TO BE DONE
Quote the lines of the data below, from the line with "What to detect: tractor driver" up to and including the line with "283,383 -> 347,454".

RAW RECORDS
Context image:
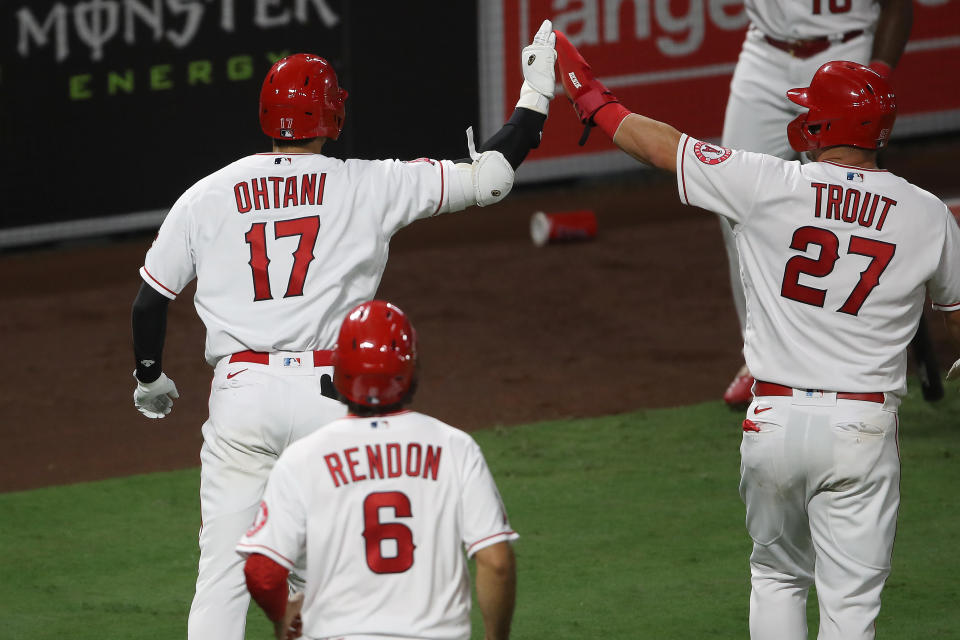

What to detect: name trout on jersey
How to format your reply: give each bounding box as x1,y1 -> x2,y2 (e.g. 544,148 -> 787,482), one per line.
323,442 -> 443,488
810,182 -> 897,231
233,173 -> 327,213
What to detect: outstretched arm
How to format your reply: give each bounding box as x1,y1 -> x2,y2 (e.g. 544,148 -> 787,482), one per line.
475,542 -> 517,640
130,283 -> 180,418
445,20 -> 557,211
555,31 -> 680,172
479,20 -> 557,169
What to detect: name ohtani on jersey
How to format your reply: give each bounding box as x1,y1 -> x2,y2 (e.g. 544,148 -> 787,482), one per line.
233,173 -> 327,213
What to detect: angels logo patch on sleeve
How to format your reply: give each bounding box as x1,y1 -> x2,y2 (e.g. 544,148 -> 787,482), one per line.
247,500 -> 267,536
693,142 -> 733,164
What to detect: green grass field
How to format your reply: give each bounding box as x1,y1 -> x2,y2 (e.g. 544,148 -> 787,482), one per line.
0,388 -> 960,640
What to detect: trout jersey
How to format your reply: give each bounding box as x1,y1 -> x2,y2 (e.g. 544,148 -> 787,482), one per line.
140,153 -> 466,365
237,411 -> 518,640
744,0 -> 880,40
677,135 -> 960,395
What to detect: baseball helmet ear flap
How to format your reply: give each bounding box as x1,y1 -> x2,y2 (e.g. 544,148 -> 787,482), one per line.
787,113 -> 820,153
333,300 -> 417,407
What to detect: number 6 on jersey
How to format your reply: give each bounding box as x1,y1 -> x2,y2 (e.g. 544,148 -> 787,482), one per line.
363,491 -> 416,573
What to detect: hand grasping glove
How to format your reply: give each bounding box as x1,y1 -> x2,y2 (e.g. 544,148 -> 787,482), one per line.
517,20 -> 557,115
133,373 -> 180,418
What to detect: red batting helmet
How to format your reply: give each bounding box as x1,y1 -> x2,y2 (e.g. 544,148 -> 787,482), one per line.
333,300 -> 417,407
787,61 -> 897,153
260,53 -> 347,140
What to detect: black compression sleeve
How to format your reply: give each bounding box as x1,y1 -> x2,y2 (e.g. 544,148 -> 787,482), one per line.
130,283 -> 170,382
456,107 -> 547,169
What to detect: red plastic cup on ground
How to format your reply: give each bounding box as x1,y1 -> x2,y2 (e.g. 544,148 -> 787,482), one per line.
530,211 -> 597,247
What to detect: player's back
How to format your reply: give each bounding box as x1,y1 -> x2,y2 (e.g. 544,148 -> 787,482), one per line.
737,158 -> 953,392
744,0 -> 880,40
283,412 -> 516,638
145,153 -> 443,364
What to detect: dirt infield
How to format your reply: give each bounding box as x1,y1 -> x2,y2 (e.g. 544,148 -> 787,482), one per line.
0,137 -> 960,491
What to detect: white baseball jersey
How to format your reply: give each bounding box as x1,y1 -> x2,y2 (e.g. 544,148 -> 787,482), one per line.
140,153 -> 462,364
237,411 -> 518,639
677,135 -> 960,395
743,0 -> 880,40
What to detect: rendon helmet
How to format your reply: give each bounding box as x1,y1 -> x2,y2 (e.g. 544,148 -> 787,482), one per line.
333,300 -> 417,407
260,53 -> 347,140
787,60 -> 897,153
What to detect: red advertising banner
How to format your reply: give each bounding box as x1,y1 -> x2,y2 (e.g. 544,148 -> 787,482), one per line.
479,0 -> 960,181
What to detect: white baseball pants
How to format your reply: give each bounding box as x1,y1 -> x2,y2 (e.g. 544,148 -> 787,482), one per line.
718,28 -> 873,334
740,392 -> 900,640
187,352 -> 346,640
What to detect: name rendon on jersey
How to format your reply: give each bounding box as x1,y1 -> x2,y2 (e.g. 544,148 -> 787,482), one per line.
323,442 -> 443,488
810,182 -> 897,231
233,173 -> 327,213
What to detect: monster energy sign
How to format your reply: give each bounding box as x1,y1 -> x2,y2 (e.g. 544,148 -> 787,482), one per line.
0,0 -> 343,235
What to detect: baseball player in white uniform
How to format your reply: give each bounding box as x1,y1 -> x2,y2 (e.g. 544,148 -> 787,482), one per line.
557,35 -> 960,640
719,0 -> 913,407
132,21 -> 556,640
237,300 -> 518,640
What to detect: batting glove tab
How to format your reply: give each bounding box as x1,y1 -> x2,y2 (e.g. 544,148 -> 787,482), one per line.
554,31 -> 620,146
947,360 -> 960,380
517,20 -> 557,115
133,373 -> 180,418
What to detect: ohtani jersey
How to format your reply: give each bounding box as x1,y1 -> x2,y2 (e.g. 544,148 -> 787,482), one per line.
743,0 -> 880,40
140,153 -> 464,364
677,135 -> 960,395
237,411 -> 518,639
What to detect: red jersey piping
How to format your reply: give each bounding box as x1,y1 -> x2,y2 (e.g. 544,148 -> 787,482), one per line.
467,529 -> 516,553
237,544 -> 295,566
143,265 -> 177,298
344,409 -> 413,420
433,161 -> 444,215
680,136 -> 690,204
822,160 -> 890,173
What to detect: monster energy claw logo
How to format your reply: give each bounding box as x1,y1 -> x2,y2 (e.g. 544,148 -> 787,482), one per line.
16,0 -> 340,62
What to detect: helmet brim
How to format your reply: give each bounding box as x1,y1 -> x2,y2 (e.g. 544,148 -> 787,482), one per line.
787,87 -> 811,109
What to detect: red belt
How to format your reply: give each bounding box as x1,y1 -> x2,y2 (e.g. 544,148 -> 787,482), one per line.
763,29 -> 863,60
230,350 -> 333,367
753,380 -> 884,404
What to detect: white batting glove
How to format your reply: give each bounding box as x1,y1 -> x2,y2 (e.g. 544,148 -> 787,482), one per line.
517,20 -> 557,115
457,127 -> 514,207
133,373 -> 180,418
947,360 -> 960,380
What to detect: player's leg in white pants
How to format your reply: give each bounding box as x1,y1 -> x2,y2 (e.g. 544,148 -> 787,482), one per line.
740,398 -> 900,640
808,408 -> 900,640
188,363 -> 346,640
740,398 -> 815,640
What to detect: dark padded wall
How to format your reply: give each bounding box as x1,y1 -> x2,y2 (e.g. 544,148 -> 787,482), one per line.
0,0 -> 478,228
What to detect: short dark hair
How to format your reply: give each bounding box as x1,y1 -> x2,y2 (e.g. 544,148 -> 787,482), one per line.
270,138 -> 317,147
340,372 -> 420,418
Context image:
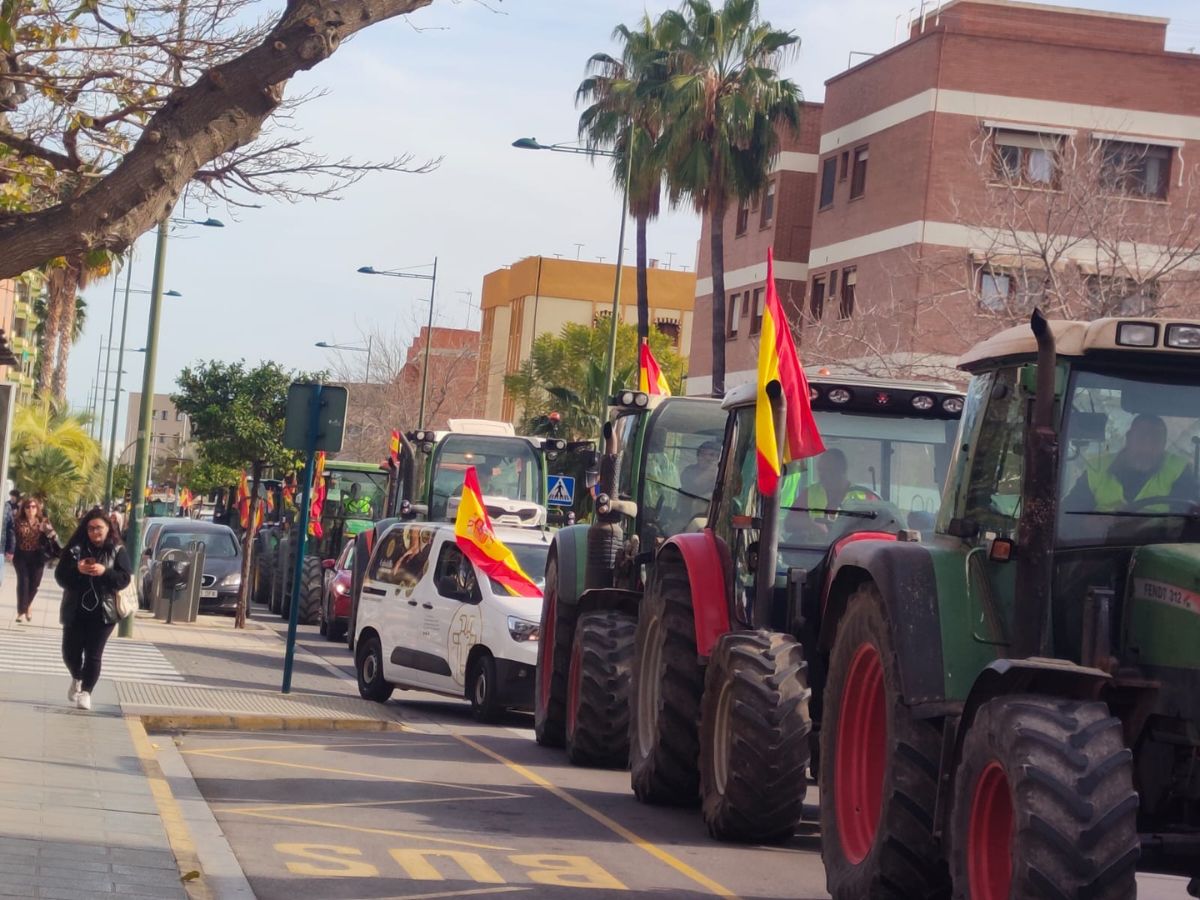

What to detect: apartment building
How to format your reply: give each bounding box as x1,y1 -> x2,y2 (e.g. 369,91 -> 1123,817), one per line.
689,0 -> 1200,392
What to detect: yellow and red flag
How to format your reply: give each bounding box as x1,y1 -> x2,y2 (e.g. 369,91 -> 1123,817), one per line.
637,337 -> 671,397
755,247 -> 824,494
454,466 -> 541,596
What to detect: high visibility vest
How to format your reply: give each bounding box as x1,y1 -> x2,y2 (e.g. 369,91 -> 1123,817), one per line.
1087,454 -> 1188,512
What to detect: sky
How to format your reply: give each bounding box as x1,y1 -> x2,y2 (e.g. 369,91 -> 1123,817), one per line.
68,0 -> 1200,433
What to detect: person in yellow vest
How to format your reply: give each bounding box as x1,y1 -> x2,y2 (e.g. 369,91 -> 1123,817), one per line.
1063,413 -> 1200,512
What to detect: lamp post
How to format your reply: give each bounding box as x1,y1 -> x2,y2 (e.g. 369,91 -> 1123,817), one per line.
313,335 -> 374,384
359,257 -> 438,428
512,138 -> 634,422
119,216 -> 224,637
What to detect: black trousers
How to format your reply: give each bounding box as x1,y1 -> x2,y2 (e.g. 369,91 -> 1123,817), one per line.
12,550 -> 46,616
62,614 -> 116,694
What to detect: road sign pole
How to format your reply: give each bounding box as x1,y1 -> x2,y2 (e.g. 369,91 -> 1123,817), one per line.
282,384 -> 322,694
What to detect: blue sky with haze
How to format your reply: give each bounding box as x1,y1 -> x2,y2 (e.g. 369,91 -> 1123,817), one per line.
68,0 -> 1200,436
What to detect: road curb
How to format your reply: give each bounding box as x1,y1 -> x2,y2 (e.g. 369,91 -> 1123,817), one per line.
138,713 -> 407,732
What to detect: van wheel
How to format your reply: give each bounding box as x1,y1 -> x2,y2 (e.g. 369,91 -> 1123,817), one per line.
468,653 -> 504,722
354,635 -> 394,703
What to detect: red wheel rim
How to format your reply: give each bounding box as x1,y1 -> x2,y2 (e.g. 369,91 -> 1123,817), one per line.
566,641 -> 583,737
538,584 -> 557,714
834,643 -> 888,865
967,762 -> 1013,900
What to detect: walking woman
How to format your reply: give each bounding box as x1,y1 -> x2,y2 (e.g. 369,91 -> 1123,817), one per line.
6,497 -> 59,622
54,508 -> 133,709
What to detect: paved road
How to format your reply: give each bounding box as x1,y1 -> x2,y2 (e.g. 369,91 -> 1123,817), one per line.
179,619 -> 1186,900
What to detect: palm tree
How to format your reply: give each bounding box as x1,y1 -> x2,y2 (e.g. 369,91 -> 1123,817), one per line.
575,14 -> 667,340
658,0 -> 800,397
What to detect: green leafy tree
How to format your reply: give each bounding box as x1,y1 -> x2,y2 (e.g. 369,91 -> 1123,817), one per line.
504,317 -> 684,439
658,0 -> 800,396
170,360 -> 324,628
575,13 -> 668,337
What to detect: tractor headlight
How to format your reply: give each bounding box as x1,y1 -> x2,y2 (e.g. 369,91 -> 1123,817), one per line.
509,616 -> 541,641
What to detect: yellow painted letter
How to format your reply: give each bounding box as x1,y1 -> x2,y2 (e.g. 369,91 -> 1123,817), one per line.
275,844 -> 379,878
509,854 -> 625,890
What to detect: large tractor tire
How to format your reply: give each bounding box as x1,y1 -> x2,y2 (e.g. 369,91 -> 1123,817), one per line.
949,696 -> 1140,900
629,557 -> 704,806
300,557 -> 325,625
566,611 -> 637,769
820,582 -> 949,900
533,554 -> 578,746
700,631 -> 812,844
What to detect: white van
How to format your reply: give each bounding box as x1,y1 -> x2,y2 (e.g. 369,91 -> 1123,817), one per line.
354,522 -> 550,721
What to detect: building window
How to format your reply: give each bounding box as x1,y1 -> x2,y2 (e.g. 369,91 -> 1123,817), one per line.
821,156 -> 838,209
750,288 -> 766,335
809,277 -> 824,322
758,179 -> 775,228
838,269 -> 858,319
994,131 -> 1062,187
850,146 -> 866,200
1100,140 -> 1171,199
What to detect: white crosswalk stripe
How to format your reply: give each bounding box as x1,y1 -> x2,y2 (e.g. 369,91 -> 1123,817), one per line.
0,629 -> 186,683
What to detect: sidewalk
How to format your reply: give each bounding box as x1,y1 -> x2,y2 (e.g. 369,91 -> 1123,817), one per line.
0,566 -> 401,900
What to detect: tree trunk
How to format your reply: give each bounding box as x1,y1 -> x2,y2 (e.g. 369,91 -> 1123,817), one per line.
233,460 -> 263,628
637,212 -> 650,347
50,256 -> 82,406
0,0 -> 433,278
708,190 -> 728,397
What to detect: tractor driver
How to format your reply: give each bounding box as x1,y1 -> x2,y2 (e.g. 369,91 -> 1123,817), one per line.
1063,413 -> 1200,512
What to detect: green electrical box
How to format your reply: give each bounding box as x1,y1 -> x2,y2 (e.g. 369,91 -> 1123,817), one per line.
283,383 -> 347,454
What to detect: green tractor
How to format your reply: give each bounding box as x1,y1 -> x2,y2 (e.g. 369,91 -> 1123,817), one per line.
629,376 -> 964,844
534,391 -> 725,767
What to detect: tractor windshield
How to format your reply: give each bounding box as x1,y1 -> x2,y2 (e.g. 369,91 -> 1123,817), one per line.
777,412 -> 958,551
1058,370 -> 1200,547
430,434 -> 546,522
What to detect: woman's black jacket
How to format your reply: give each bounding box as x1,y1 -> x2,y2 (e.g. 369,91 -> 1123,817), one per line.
54,545 -> 133,625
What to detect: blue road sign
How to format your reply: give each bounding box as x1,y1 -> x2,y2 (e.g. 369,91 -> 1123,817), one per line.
546,475 -> 575,506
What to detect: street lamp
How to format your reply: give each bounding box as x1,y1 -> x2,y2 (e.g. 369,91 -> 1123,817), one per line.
124,216 -> 224,637
359,257 -> 438,428
512,138 -> 634,422
313,335 -> 374,384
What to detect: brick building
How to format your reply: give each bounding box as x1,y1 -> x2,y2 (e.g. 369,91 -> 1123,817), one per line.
689,0 -> 1200,392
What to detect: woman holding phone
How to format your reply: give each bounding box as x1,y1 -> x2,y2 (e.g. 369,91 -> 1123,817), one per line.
54,508 -> 133,709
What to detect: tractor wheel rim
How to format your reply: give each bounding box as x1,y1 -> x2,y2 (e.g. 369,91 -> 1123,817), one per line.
566,641 -> 583,737
834,643 -> 888,865
637,618 -> 662,751
713,682 -> 733,797
967,761 -> 1013,900
538,592 -> 558,714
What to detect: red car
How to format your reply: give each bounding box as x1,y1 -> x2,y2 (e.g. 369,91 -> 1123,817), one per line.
318,541 -> 354,641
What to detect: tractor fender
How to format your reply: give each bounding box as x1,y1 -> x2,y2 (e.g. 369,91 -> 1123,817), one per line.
576,588 -> 642,618
818,540 -> 946,706
658,528 -> 733,659
553,524 -> 589,604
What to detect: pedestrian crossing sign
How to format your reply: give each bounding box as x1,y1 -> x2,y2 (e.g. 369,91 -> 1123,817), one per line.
546,475 -> 575,506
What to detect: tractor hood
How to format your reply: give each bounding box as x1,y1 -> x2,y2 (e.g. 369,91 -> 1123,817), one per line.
1127,544 -> 1200,670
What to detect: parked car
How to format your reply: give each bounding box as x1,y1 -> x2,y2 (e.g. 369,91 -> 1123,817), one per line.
138,518 -> 241,612
354,522 -> 550,721
317,540 -> 354,641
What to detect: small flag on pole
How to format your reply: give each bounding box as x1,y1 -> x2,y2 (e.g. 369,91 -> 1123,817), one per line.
637,337 -> 671,397
755,247 -> 824,494
454,466 -> 541,596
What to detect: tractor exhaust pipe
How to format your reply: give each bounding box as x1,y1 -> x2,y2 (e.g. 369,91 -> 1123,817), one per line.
1012,310 -> 1060,659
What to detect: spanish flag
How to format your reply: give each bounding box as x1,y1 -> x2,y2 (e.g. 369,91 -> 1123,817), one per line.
637,337 -> 671,397
454,466 -> 541,596
755,247 -> 824,494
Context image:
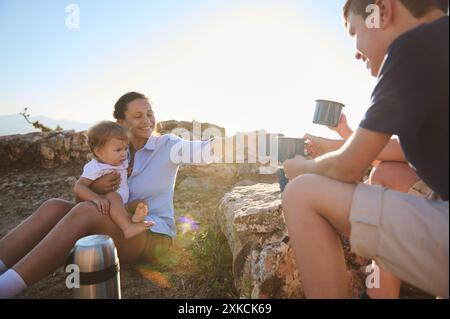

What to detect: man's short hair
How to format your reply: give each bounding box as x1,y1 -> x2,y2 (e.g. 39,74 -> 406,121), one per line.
343,0 -> 449,21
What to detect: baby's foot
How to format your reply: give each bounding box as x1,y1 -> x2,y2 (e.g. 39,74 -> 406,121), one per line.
123,221 -> 155,239
131,202 -> 148,223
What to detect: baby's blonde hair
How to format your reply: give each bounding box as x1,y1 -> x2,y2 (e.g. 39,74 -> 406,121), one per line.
87,121 -> 128,153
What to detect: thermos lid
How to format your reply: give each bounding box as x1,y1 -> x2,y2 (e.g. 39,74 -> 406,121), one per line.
72,235 -> 119,272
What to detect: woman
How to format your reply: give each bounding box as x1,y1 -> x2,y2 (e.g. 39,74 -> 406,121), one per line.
0,92 -> 211,298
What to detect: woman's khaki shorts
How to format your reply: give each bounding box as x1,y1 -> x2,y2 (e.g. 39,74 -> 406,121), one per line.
350,184 -> 449,298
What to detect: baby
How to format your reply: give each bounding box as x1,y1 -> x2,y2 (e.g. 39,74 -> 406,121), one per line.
75,121 -> 154,239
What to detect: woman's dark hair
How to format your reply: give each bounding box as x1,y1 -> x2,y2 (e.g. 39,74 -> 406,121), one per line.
113,92 -> 148,120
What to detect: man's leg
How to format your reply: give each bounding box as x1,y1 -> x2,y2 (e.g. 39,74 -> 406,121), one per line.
366,162 -> 420,299
283,175 -> 356,298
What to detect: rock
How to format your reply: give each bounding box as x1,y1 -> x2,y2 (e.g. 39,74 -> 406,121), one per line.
235,179 -> 257,186
64,176 -> 78,188
156,120 -> 225,140
217,183 -> 303,298
41,145 -> 55,161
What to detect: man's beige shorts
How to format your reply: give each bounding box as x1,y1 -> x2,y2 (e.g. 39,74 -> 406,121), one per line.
350,184 -> 449,298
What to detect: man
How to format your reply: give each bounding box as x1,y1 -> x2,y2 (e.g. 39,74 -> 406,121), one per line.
283,0 -> 449,298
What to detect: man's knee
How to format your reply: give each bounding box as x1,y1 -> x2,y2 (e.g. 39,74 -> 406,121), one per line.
68,201 -> 102,224
369,162 -> 392,186
281,174 -> 321,213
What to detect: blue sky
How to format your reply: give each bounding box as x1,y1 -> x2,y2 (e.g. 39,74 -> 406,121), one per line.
0,0 -> 373,136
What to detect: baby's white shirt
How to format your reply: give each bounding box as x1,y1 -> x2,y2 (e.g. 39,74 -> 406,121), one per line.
81,158 -> 130,204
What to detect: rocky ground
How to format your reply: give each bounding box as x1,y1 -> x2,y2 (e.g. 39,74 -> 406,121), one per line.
0,166 -> 429,299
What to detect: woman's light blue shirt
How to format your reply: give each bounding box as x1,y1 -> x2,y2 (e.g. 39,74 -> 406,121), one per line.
128,134 -> 211,237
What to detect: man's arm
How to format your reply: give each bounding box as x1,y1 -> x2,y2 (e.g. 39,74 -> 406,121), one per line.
284,128 -> 391,183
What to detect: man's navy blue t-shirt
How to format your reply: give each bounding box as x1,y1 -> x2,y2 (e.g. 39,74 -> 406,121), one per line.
360,16 -> 449,201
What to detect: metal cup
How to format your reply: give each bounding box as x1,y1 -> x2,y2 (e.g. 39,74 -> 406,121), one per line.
313,100 -> 345,127
68,235 -> 121,299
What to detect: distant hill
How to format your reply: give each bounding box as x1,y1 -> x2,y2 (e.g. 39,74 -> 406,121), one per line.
0,114 -> 93,136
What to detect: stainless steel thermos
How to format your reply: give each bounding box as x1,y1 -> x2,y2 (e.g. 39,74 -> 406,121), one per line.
67,235 -> 121,299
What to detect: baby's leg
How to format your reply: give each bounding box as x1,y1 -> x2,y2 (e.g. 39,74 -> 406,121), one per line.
125,199 -> 148,223
106,192 -> 153,239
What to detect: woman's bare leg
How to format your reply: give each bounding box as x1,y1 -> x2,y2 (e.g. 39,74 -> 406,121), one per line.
366,162 -> 420,299
106,192 -> 153,239
0,199 -> 75,267
283,175 -> 356,298
13,202 -> 147,285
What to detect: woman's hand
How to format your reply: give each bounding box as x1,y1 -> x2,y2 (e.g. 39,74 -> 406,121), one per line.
92,197 -> 110,215
89,171 -> 120,195
283,155 -> 309,180
303,134 -> 344,158
328,113 -> 353,140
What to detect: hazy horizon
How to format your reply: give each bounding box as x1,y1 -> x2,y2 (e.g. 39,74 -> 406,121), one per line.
0,0 -> 374,137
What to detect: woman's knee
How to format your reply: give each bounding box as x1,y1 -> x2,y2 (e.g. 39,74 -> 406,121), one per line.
369,162 -> 419,191
67,202 -> 104,226
369,162 -> 392,186
35,198 -> 75,218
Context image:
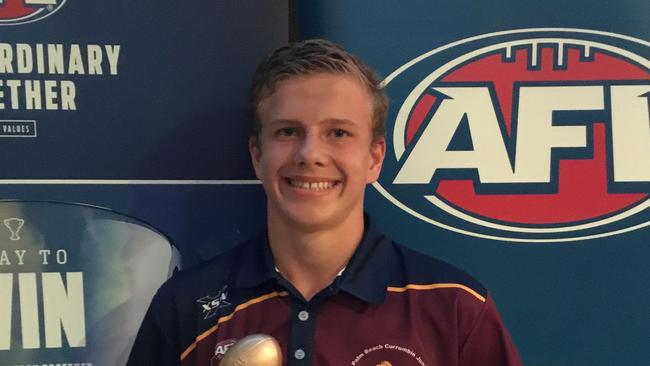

REPLY TO THE EXERCISE
What to detect: tractor driver
How to format your reply: give each bounding box as x1,y1 -> x2,y2 (e.g. 369,91 -> 1123,817), one per line.
1063,413 -> 1200,512
What to detect: green electrical box
How to format your reply: give each bounding box as x1,y1 -> x2,y2 (e.g. 369,91 -> 1123,817), one per line.
283,383 -> 347,454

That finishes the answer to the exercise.